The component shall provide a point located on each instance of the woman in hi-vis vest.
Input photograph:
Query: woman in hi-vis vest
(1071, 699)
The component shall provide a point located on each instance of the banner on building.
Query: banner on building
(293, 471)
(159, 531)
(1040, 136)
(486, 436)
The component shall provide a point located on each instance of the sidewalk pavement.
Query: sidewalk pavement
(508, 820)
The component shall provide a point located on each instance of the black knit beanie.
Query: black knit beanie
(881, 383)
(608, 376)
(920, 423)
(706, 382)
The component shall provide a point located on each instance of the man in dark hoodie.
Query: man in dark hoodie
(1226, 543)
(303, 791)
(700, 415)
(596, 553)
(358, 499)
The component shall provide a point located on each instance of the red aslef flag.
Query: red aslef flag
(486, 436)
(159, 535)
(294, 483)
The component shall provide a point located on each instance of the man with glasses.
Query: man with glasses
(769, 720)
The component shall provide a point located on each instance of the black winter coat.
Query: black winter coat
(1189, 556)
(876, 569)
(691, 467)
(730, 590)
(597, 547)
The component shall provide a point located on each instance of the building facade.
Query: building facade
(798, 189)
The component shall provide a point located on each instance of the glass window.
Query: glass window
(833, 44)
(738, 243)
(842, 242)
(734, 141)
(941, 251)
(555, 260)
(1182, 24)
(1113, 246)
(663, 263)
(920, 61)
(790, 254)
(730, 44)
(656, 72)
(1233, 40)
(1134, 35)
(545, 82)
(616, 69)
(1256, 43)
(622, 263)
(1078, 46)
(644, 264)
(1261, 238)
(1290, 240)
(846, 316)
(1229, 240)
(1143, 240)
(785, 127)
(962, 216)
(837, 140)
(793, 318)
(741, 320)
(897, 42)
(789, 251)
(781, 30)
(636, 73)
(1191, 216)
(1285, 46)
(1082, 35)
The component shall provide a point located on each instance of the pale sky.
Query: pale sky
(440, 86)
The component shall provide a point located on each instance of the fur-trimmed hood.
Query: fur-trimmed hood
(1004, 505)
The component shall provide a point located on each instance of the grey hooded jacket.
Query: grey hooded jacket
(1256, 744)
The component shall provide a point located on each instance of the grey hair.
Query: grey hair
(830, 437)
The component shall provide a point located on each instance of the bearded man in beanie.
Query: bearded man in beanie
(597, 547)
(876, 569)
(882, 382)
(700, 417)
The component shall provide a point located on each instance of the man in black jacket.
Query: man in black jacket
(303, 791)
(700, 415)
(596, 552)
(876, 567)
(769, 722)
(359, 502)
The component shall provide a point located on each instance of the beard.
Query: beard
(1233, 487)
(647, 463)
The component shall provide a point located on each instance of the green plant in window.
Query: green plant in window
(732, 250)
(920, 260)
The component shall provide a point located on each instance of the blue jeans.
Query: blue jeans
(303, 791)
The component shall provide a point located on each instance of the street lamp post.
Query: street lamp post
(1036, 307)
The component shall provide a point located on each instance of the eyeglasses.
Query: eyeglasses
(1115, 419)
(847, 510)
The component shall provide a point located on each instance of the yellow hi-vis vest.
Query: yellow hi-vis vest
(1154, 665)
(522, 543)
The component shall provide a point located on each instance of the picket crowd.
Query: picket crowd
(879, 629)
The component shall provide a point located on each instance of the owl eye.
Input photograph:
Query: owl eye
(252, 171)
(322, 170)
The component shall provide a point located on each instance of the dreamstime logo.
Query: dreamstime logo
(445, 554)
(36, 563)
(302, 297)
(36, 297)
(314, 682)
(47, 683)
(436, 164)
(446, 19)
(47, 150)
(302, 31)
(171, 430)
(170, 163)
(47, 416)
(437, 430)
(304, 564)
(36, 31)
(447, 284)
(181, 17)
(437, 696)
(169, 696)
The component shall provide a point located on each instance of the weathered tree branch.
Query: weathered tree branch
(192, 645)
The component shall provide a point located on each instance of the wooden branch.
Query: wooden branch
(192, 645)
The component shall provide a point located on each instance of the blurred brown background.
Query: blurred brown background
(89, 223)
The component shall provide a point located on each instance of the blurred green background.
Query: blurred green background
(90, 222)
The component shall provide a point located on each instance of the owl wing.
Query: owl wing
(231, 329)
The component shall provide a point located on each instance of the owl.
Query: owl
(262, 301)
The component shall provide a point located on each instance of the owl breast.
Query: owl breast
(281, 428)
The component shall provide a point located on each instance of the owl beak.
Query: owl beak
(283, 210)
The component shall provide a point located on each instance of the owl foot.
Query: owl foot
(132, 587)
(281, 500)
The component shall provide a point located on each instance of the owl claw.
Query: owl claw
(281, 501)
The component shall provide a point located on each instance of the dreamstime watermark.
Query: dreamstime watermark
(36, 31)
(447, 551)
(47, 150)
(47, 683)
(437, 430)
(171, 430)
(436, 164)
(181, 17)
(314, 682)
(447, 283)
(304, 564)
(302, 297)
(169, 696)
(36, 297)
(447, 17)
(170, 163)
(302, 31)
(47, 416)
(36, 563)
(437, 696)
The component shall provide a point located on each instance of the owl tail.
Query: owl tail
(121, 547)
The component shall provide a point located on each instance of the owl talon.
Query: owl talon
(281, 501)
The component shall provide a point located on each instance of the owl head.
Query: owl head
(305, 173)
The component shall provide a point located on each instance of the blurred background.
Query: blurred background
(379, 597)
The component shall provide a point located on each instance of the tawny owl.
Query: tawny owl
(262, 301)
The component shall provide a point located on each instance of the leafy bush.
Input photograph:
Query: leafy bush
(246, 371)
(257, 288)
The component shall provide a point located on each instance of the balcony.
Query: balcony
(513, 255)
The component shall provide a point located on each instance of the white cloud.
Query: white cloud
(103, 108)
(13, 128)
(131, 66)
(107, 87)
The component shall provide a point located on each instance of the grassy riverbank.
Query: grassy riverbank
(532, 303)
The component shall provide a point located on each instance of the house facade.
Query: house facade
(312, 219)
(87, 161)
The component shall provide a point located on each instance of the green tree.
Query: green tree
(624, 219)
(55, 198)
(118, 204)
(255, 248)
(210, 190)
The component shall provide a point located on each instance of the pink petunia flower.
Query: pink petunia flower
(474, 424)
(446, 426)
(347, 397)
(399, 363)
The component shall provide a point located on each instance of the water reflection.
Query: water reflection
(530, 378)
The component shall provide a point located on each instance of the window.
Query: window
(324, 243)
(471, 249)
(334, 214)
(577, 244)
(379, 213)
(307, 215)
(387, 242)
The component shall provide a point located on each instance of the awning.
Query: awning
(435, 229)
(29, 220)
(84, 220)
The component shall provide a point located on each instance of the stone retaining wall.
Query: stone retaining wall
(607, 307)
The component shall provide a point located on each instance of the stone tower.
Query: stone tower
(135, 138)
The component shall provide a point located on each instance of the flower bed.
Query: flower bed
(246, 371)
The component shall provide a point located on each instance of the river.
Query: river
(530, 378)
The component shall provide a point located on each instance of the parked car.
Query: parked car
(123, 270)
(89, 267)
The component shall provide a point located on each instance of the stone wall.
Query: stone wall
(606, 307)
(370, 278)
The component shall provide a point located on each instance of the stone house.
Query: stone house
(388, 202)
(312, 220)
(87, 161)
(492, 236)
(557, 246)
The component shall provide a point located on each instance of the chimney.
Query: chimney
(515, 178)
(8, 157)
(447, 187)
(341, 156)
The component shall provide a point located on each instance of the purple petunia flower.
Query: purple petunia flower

- _Set problem_:
Transcribe, word for word, every line from the one containing "of the river." through the final line of the entries, and nothing else.

- _Answer below_:
The component shall provide a point located on each instance of the river.
Query: river
(530, 378)
The component shall provide a point located on each instance of the parked car.
Query: parked car
(123, 270)
(89, 267)
The component shall provide a point located on each instance of the stone wall.
Query: stone wall
(606, 307)
(370, 278)
The component shall provide a point located on each instance of the stone house.
Query: stone house
(388, 202)
(312, 220)
(87, 161)
(492, 236)
(557, 246)
The component shall provide a point located on each instance of the chimney.
Query: chimney
(515, 178)
(8, 157)
(447, 187)
(341, 156)
The component shall provide a point located on each instance of the purple petunia flower.
Query: purple petunia flower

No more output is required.